The NLA fear London landlords will be in for a major shake-up whoever is elected.
In his newly launched Housing Manifesto, Conservative Mayoral candidate Zac Goldsmith outlines his plans to “move away from the amateur buy-to-let model” and “make way for a more professional approach”. You can read his Housing Manifesto here.
The future’s now.
Zac’s vision for the PRS of the future is made clear – large institutional landlords and the expansion of the build-to-rent sector. His plain for this “more professional approach” includes:
- Guaranteeing that a significant proportion of homes built on public sector land are offered for rent and not for sale
- Amending the London Plan so it is clear the build-to-rent proposals should be considered favourably in planning decisions
- Creating a new viability assessment specifically for the build-to-rent sector
- Working with local authorities and setting up a ‘Local Authority Housing Fund’ which will directly invest in large scale build-to-rent developments.
Overall, this isn’t too much of a surprise. Zac’s Tory colleagues in the Treasury and DCLG have made clear their preference for larger build-to-rent developments becoming the norm.
Just last week, Housing Minister Brandon Lewis gave evidence to the Lords Economic Affairs Select Committee and stated that his department wanted to create a more professional PRS – that is institutionally led.
And as we all know by now, George Osborne isn’t the biggest fan of buy-to-let landlords…to put it politely.
What is this, Amateur Hour?
With his plans for the future of London’s PRS established, Goldsmith also lays out what he wants to do to tackle the ever-increasing “amateur” buy-to-let landlord market.

▶ **Exercise details**
Rewrite the part of the piece on Zac Goldsmith's housing manifesto that starts at "Just last week, Housing" and ends at "this, Amateur Hour?", swapping "Housing Minister Brandon Lewis" for "the Housing Minister". The lines that follow the text play no part here.

▶ **Extracted information**
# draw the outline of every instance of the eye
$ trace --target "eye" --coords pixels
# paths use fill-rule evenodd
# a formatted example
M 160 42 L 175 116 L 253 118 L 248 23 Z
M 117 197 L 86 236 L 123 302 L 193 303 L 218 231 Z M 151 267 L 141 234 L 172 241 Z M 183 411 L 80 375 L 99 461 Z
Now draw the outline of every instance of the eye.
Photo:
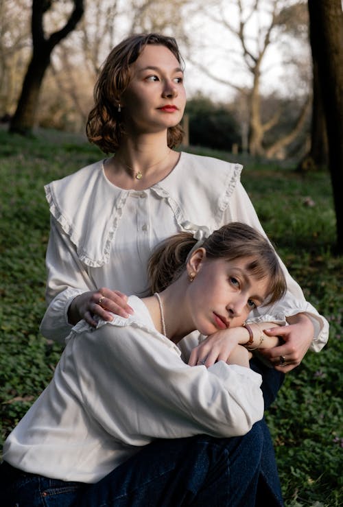
M 147 78 L 145 78 L 146 81 L 158 81 L 158 77 L 157 75 L 148 75 Z
M 237 279 L 237 278 L 235 278 L 235 276 L 230 276 L 230 283 L 231 283 L 235 287 L 239 287 L 239 282 Z
M 248 306 L 251 309 L 253 309 L 254 308 L 257 308 L 257 305 L 255 303 L 254 303 L 254 301 L 252 299 L 248 300 Z

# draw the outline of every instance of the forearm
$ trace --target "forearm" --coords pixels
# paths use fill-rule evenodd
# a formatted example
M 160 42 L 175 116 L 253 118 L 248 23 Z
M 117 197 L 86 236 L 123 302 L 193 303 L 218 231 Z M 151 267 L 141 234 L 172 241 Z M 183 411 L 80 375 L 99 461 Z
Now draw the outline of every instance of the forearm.
M 240 344 L 244 345 L 248 351 L 257 349 L 272 349 L 279 344 L 280 339 L 277 336 L 268 336 L 264 333 L 265 329 L 271 327 L 276 327 L 277 325 L 274 322 L 249 322 L 242 326 L 246 330 L 247 341 Z

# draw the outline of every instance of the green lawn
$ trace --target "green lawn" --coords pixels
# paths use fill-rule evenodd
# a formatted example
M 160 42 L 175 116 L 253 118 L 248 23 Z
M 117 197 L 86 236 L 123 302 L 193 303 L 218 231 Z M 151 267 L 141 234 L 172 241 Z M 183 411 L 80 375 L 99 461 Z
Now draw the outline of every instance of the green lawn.
M 236 161 L 228 154 L 203 153 Z M 0 129 L 1 445 L 49 381 L 61 351 L 38 331 L 49 235 L 43 185 L 101 156 L 79 136 L 42 130 L 25 139 Z M 331 324 L 329 344 L 320 354 L 309 353 L 287 375 L 268 414 L 286 505 L 342 505 L 343 259 L 331 253 L 329 177 L 300 175 L 284 163 L 247 159 L 245 165 L 242 181 L 265 230 L 307 299 Z

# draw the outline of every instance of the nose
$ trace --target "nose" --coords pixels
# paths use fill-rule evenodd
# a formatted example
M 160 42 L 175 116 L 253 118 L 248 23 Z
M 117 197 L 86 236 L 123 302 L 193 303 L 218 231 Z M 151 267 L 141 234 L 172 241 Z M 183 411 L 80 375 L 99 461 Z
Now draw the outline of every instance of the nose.
M 247 304 L 247 298 L 241 294 L 232 298 L 230 303 L 226 305 L 229 317 L 231 318 L 239 317 L 246 308 Z
M 174 81 L 172 81 L 172 80 L 165 80 L 162 95 L 165 98 L 177 97 L 178 90 Z

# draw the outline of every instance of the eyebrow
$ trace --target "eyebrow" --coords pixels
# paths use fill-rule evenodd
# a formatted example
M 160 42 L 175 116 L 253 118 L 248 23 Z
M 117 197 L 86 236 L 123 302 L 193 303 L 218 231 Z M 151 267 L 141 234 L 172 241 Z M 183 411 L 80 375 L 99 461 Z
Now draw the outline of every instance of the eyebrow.
M 154 65 L 147 65 L 146 67 L 144 67 L 143 69 L 140 69 L 139 70 L 139 72 L 143 72 L 144 71 L 158 71 L 158 72 L 161 71 L 161 69 L 160 67 L 155 67 Z M 173 72 L 182 72 L 183 74 L 183 71 L 181 69 L 181 67 L 176 67 L 173 69 Z
M 244 282 L 247 285 L 251 285 L 251 282 L 250 281 L 250 277 L 249 274 L 248 274 L 249 270 L 248 270 L 246 268 L 244 268 L 244 269 L 242 270 L 242 269 L 241 269 L 241 268 L 237 268 L 237 267 L 235 268 L 235 269 L 236 269 L 237 271 L 239 271 L 241 272 L 241 276 L 244 279 Z M 248 272 L 248 273 L 246 272 Z M 252 296 L 250 296 L 249 299 L 257 299 L 258 301 L 259 301 L 259 303 L 261 303 L 262 304 L 263 303 L 263 301 L 265 300 L 265 299 L 268 297 L 268 294 L 267 294 L 265 296 L 265 297 L 263 298 L 263 297 L 262 297 L 261 296 L 259 296 L 258 294 L 253 294 L 253 295 L 252 295 Z

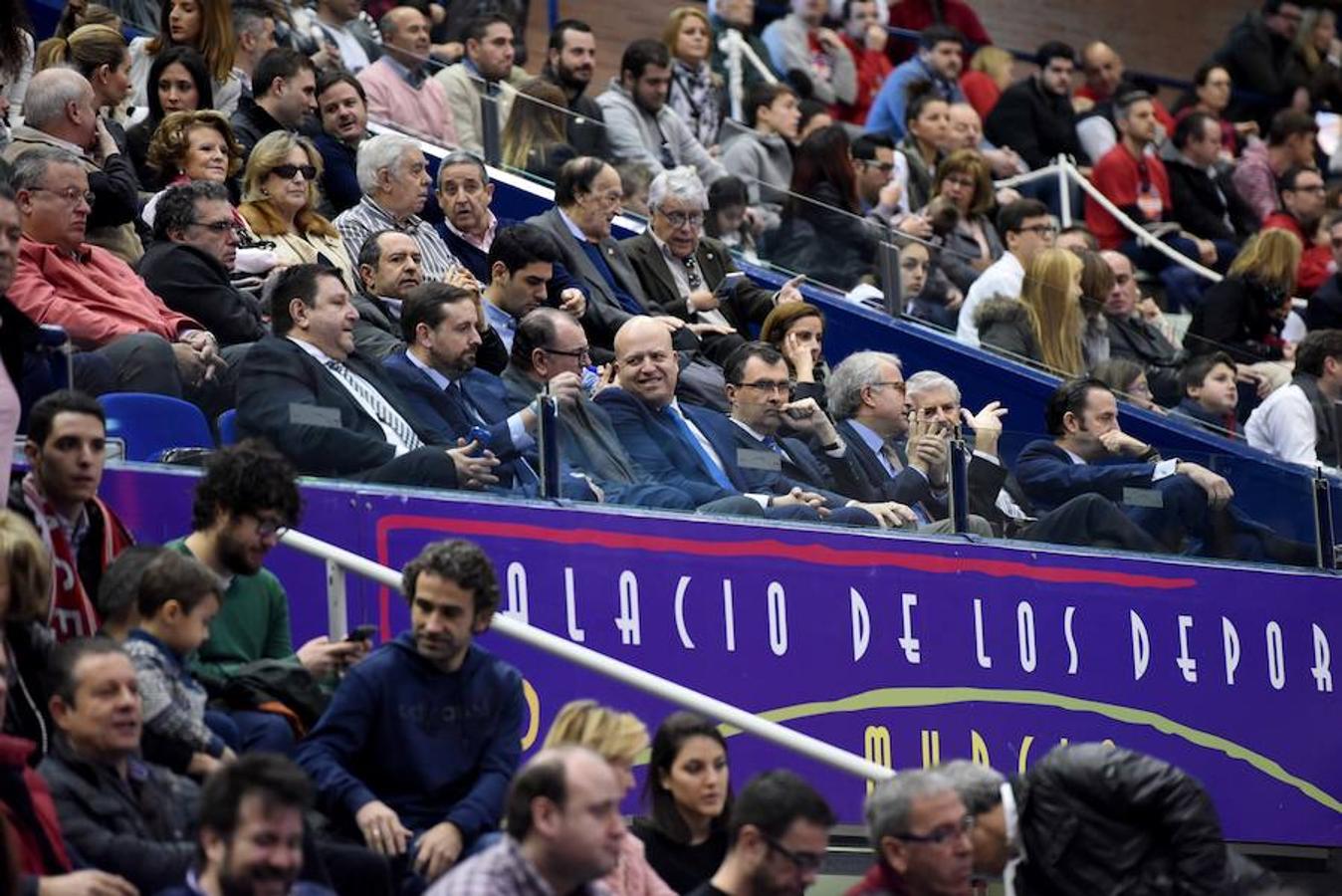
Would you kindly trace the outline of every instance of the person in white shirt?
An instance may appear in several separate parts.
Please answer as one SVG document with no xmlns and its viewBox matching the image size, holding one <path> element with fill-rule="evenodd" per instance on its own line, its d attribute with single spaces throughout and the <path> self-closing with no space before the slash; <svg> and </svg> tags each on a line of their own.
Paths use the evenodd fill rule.
<svg viewBox="0 0 1342 896">
<path fill-rule="evenodd" d="M 1315 330 L 1295 349 L 1295 377 L 1249 414 L 1249 445 L 1294 464 L 1342 467 L 1342 330 Z"/>
<path fill-rule="evenodd" d="M 1036 254 L 1053 244 L 1057 227 L 1047 205 L 1021 199 L 997 213 L 997 232 L 1007 241 L 1007 251 L 969 286 L 960 306 L 956 338 L 966 345 L 978 345 L 978 325 L 974 322 L 978 306 L 993 296 L 1019 299 L 1025 283 L 1025 267 Z"/>
</svg>

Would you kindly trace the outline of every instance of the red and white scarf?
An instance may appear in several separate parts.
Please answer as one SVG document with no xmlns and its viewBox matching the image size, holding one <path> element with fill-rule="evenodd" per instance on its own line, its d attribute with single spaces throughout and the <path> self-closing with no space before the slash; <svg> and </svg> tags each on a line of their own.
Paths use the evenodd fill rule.
<svg viewBox="0 0 1342 896">
<path fill-rule="evenodd" d="M 66 534 L 64 520 L 38 488 L 32 473 L 23 478 L 23 500 L 32 511 L 32 522 L 51 554 L 51 609 L 47 625 L 58 641 L 89 637 L 98 630 L 101 620 L 93 600 L 79 581 L 79 558 Z M 130 547 L 134 539 L 117 515 L 97 496 L 91 503 L 102 512 L 102 569 Z M 86 511 L 87 512 L 87 511 Z"/>
</svg>

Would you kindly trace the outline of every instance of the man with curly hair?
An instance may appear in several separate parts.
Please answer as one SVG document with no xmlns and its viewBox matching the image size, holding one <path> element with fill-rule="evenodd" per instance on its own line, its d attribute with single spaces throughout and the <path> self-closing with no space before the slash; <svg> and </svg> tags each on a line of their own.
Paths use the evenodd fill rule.
<svg viewBox="0 0 1342 896">
<path fill-rule="evenodd" d="M 192 531 L 168 545 L 227 582 L 195 671 L 224 679 L 248 663 L 295 657 L 321 677 L 366 652 L 366 641 L 333 642 L 326 636 L 294 651 L 289 597 L 262 563 L 280 530 L 298 523 L 299 510 L 294 468 L 264 443 L 243 441 L 209 459 L 196 486 Z"/>
<path fill-rule="evenodd" d="M 499 602 L 478 546 L 425 545 L 403 574 L 411 630 L 341 681 L 298 763 L 321 809 L 432 881 L 498 837 L 521 758 L 522 675 L 478 644 Z"/>
</svg>

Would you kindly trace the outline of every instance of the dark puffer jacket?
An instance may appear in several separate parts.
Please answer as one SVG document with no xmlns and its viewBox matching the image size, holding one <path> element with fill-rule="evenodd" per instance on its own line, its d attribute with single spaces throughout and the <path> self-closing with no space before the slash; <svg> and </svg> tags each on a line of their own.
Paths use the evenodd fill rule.
<svg viewBox="0 0 1342 896">
<path fill-rule="evenodd" d="M 1225 841 L 1202 786 L 1159 759 L 1059 747 L 1015 782 L 1028 896 L 1220 896 Z"/>
</svg>

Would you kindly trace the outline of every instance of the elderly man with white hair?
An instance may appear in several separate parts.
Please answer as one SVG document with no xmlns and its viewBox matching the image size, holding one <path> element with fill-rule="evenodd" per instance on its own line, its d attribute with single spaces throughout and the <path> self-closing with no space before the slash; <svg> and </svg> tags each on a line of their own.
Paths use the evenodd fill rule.
<svg viewBox="0 0 1342 896">
<path fill-rule="evenodd" d="M 140 207 L 136 168 L 98 118 L 93 86 L 71 68 L 46 68 L 28 82 L 23 125 L 13 130 L 3 158 L 51 146 L 74 153 L 94 194 L 86 240 L 134 264 L 144 255 L 134 219 Z"/>
<path fill-rule="evenodd" d="M 397 231 L 419 244 L 425 280 L 478 288 L 470 271 L 456 260 L 433 225 L 419 216 L 432 182 L 419 142 L 403 134 L 369 138 L 358 148 L 356 173 L 364 197 L 336 219 L 336 229 L 356 270 L 369 236 Z"/>
<path fill-rule="evenodd" d="M 764 323 L 774 304 L 801 300 L 797 284 L 803 278 L 788 280 L 777 292 L 764 290 L 737 270 L 726 245 L 703 235 L 709 190 L 692 168 L 671 168 L 654 177 L 648 208 L 648 228 L 620 245 L 648 304 L 688 323 L 717 363 L 750 339 L 749 326 Z"/>
</svg>

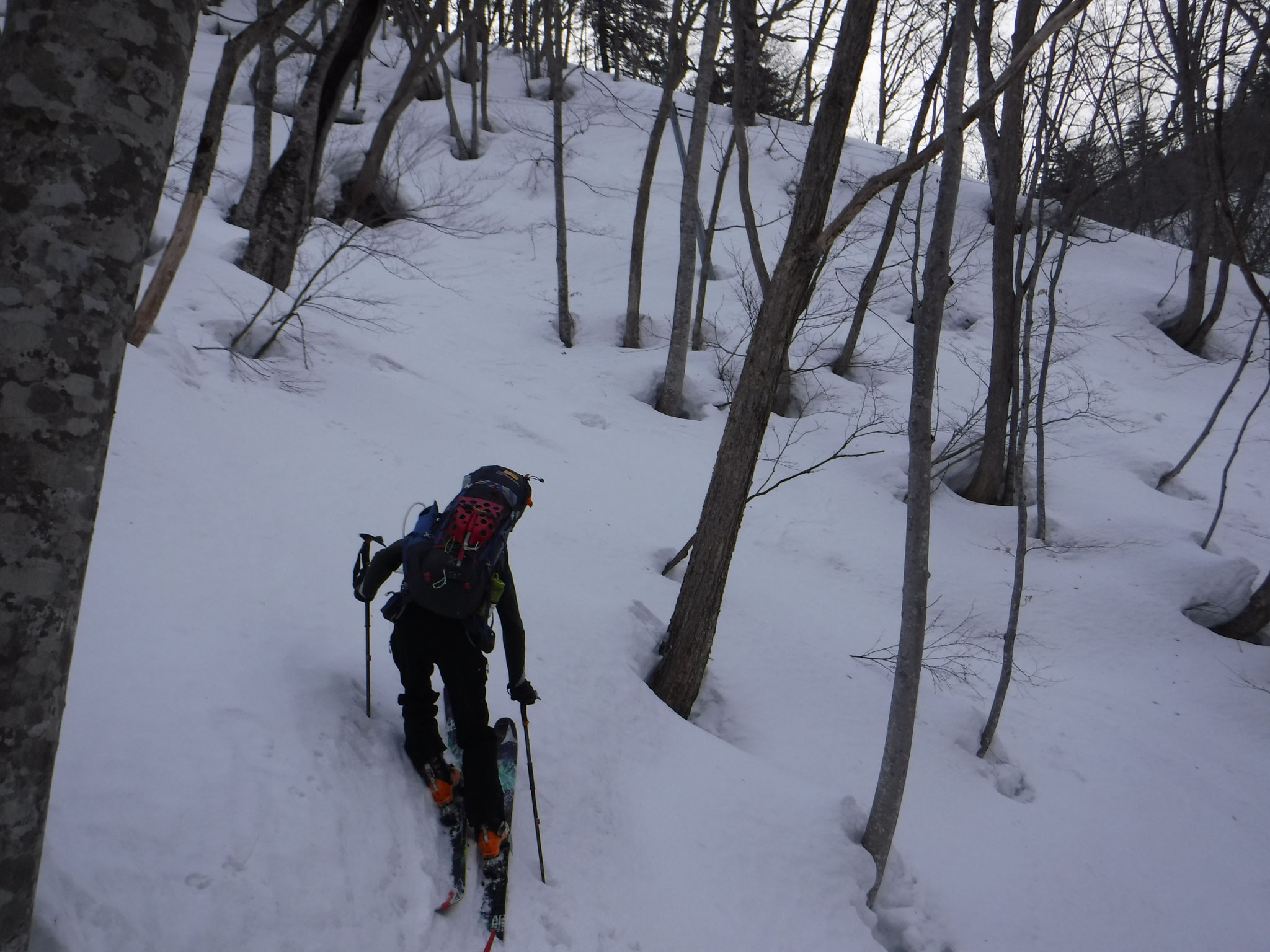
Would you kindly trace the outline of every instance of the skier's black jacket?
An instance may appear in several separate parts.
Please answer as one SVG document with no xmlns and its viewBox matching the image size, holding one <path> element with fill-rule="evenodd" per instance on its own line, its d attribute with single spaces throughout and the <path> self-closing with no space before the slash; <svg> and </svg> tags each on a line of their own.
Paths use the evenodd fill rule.
<svg viewBox="0 0 1270 952">
<path fill-rule="evenodd" d="M 405 539 L 398 539 L 391 546 L 386 546 L 375 553 L 361 585 L 357 586 L 357 597 L 362 602 L 370 602 L 380 590 L 380 585 L 401 567 L 401 547 Z M 503 654 L 507 656 L 507 683 L 518 684 L 525 677 L 525 623 L 521 621 L 521 607 L 516 600 L 516 583 L 512 580 L 512 566 L 508 565 L 507 552 L 494 566 L 498 578 L 503 580 L 505 588 L 502 598 L 498 599 L 498 619 L 503 625 Z M 423 611 L 423 609 L 420 609 Z"/>
</svg>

▶ **The reply**
Just last week, the Housing Minister gave evidence to the Lords Economic Affairs Select Committee and stated that his department wanted to create a more professional PRS – that is institutionally led.
And as we all know by now, George Osborne isn’t the biggest fan of buy-to-let landlords…to put it politely.
What is this, Amateur Hour?